INPUT:
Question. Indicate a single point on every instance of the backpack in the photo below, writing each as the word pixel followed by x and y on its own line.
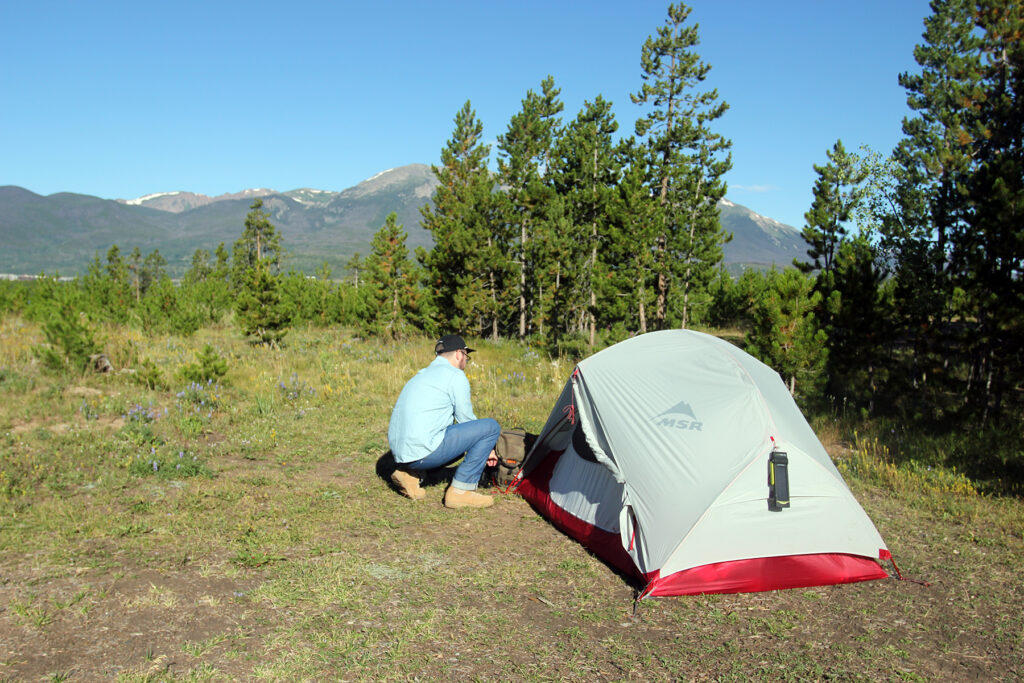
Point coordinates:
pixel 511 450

...

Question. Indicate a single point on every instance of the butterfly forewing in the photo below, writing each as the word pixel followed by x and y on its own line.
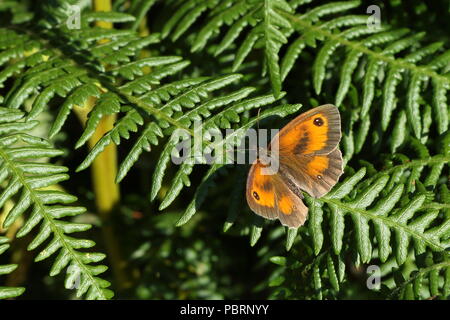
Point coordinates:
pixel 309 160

==

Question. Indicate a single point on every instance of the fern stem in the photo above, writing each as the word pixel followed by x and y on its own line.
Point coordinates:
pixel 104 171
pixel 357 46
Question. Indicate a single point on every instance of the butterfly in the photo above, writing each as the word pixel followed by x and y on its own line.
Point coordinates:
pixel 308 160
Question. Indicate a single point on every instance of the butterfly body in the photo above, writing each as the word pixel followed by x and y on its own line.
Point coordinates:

GIVEN PROBLEM: Take the part of the items that opens with the line containing "of the backpack" and closes with the line containing "pixel 511 450", both included, and format those lines as a JSON list of strings, one string per line, skipping any blank lines. Leave the pictures out of the answer.

COMPLETED EXERCISE:
[
  "Question. Indicate a single point on every instance of the backpack in the photo below, writing each as the word pixel followed by x and y on its own line.",
  "Point coordinates:",
  "pixel 511 450"
]